> [Instructions to follow]
Return all of the lines below exactly as they are.

> [Listing]
— BEGIN —
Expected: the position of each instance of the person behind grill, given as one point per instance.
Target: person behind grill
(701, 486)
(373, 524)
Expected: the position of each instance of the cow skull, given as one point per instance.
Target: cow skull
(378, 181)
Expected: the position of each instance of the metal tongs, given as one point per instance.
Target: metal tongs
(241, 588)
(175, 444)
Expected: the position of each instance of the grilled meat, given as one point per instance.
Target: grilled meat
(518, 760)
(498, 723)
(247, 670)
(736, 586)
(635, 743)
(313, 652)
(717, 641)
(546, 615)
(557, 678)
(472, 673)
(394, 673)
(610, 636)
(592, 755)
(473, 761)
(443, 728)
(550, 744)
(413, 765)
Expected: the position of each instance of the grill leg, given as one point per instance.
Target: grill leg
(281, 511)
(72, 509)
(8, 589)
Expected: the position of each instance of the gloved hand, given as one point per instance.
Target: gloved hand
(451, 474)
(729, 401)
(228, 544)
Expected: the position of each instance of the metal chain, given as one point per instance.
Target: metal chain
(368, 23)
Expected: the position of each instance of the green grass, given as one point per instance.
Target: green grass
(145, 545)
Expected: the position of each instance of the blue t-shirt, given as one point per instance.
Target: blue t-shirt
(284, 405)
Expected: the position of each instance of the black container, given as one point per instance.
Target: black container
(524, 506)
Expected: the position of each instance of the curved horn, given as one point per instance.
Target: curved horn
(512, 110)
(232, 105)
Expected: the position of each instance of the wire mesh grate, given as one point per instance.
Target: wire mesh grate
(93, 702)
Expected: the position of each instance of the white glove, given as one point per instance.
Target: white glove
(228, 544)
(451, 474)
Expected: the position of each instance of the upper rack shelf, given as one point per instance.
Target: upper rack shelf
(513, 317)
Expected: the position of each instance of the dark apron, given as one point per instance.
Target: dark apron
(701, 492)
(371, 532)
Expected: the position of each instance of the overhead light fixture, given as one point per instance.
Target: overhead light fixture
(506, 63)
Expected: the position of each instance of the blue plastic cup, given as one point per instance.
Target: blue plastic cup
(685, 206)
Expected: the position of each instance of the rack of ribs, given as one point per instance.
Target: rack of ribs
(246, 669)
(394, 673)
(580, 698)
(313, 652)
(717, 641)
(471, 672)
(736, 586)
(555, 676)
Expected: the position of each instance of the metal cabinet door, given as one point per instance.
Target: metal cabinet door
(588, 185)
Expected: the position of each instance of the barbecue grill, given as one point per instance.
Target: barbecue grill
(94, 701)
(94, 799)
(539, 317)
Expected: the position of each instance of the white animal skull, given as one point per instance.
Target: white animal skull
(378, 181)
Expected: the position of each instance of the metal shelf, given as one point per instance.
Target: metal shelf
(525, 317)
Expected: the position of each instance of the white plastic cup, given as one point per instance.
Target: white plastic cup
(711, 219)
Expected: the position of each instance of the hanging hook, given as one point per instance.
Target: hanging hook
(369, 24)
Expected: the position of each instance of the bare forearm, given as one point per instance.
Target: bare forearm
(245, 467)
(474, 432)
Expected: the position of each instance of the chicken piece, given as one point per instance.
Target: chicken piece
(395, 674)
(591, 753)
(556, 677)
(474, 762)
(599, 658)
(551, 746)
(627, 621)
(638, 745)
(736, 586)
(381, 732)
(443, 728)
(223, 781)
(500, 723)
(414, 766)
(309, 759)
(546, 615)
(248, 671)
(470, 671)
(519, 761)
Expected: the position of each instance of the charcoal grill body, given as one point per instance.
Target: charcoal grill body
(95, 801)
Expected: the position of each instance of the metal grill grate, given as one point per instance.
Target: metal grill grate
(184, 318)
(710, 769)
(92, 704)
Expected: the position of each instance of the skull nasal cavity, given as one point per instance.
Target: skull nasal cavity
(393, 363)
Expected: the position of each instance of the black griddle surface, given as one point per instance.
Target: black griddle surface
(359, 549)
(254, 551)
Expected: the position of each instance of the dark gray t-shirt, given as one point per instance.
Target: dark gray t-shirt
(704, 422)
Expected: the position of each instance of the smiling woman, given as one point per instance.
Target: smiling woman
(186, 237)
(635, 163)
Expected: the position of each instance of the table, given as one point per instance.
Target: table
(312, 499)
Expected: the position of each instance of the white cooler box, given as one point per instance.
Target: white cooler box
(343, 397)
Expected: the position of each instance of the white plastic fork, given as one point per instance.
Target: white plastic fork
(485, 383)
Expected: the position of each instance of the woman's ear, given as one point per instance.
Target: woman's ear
— END —
> [Output of the task]
Expected: the position of each instance of the person behind grill, given as one point per instance.
Target: person behind grill
(701, 486)
(373, 524)
Expected: the position of each instance of the cow skull, given as one point per instance.
Target: cow skull
(378, 181)
Expected: the position of each instance of the metal tongs, given as one point per instance.
Target: metal tongs
(241, 588)
(175, 444)
Expected: the position of each instance of the grilled meat, given as one point per instance.
Target: grilled meat
(518, 760)
(498, 723)
(247, 670)
(736, 586)
(635, 743)
(313, 652)
(717, 641)
(546, 615)
(557, 678)
(472, 673)
(394, 673)
(610, 636)
(592, 755)
(473, 761)
(443, 728)
(550, 744)
(413, 765)
Expected: the position of each instance of the grill leg, given as one point per instance.
Target: grill leg
(281, 511)
(72, 509)
(8, 589)
Expected: the position of each instance of the gloved hand, given as one point per instance.
Target: gloved hand
(451, 474)
(729, 401)
(228, 544)
Expected: the position of each instance of the metal chain, given as one point per instance.
Target: metal chain
(368, 23)
Expected: the position of each instance of the green grass, given as one point per instance.
Target: green grass
(145, 545)
Expected: the position of each instance of the blue t-shirt, given as one point per instance.
Target: blue t-shirt
(284, 405)
Expected: the position of each instance of the black container, given as one point per instance.
Target: black container
(524, 506)
Expected: the position of each instance of the curved horn, given as one point per instance.
Target: curved horn
(512, 110)
(232, 105)
Expected: the position of each instance of the wire mesh grate, given as one point per instance.
Target: wire mesh grate
(93, 702)
Expected: the position of each instance of the white glove, given as one point per instance.
Target: white glove
(228, 544)
(451, 474)
Expected: the position of each instance of the upper rack shelf, given as one point per instance.
Target: upper rack shelf
(513, 317)
Expected: the position of each instance of the dark apron, given as one point per instance.
Target: dark apron
(701, 492)
(371, 532)
Expected: the position of each instance of the overhead light fixture, given as one point per instance.
Target: overhead light fixture
(506, 63)
Expected: the position of each instance of the blue plastic cup, given as one point per instance.
Target: blue plastic cup
(685, 206)
Expected: the position of each instance of the rack of ribs, given as one point per instance.
Target: rack of ribs
(246, 669)
(394, 673)
(580, 698)
(313, 652)
(717, 641)
(471, 672)
(736, 586)
(555, 676)
Expected: the position of each instance of the metal cabinet door, given as one point per instance.
Target: metal cabinet door
(588, 185)
Expected: the position of each instance of the barbecue grill, given as one point per instance.
Target: barbecue grill
(94, 701)
(94, 799)
(539, 317)
Expected: the position of each instance of the white animal skull, given as one point per instance.
Target: white animal skull
(378, 181)
Expected: the position of each instance of the metal shelf, given as one point per instance.
Target: metal shelf
(525, 317)
Expected: the position of each instance of the white plastic cup, given as one point per instance.
Target: white plastic cup
(711, 219)
Expected: the position of each instance of the hanging hook, given as one point per instance.
Target: hanging hook
(369, 24)
Expected: the position of each instance of the bare forearm, given as one point per instance.
Target: bare forearm
(245, 467)
(474, 432)
Expected: the position of each instance of the chicken piece, given as one point per instance.
Target: chicken piece
(395, 674)
(591, 753)
(556, 677)
(474, 762)
(599, 658)
(551, 746)
(627, 621)
(638, 745)
(736, 586)
(381, 732)
(443, 728)
(223, 781)
(500, 723)
(414, 766)
(309, 759)
(546, 615)
(248, 671)
(470, 671)
(519, 761)
Expected: the position of each instance of the charcoal grill body, given as one point per instance.
Target: charcoal grill body
(95, 801)
Expected: the position of each instance of the metal grill grate, given as one point per instance.
Target: metal grill grate
(184, 318)
(710, 769)
(92, 704)
Expected: the position of each instance of the skull nasal cavity, given as one point per instance.
Target: skull nasal cavity
(393, 363)
Expected: the position of each instance of the black griddle surface, given as one point per instance.
Target: black griddle surface
(359, 549)
(254, 551)
Expected: the position of each instance of the dark gray t-shirt, given as one point per instance.
Target: dark gray t-shirt
(704, 422)
Expected: the position of each instance of the smiling woman, given as one point per instance.
Target: smiling woman
(186, 237)
(635, 163)
Expected: the position of each instance of the table, given as one point per instance.
Target: table
(312, 499)
Expected: the position of each instance of the white cooler box, given as one point per instance.
Target: white cooler box
(343, 397)
Expected: the position of each instance of the white plastic fork, given as one point per instance.
Target: white plastic fork
(485, 383)
Expected: the position of each instance of the woman's ear, given as one point per instance.
Target: woman's ear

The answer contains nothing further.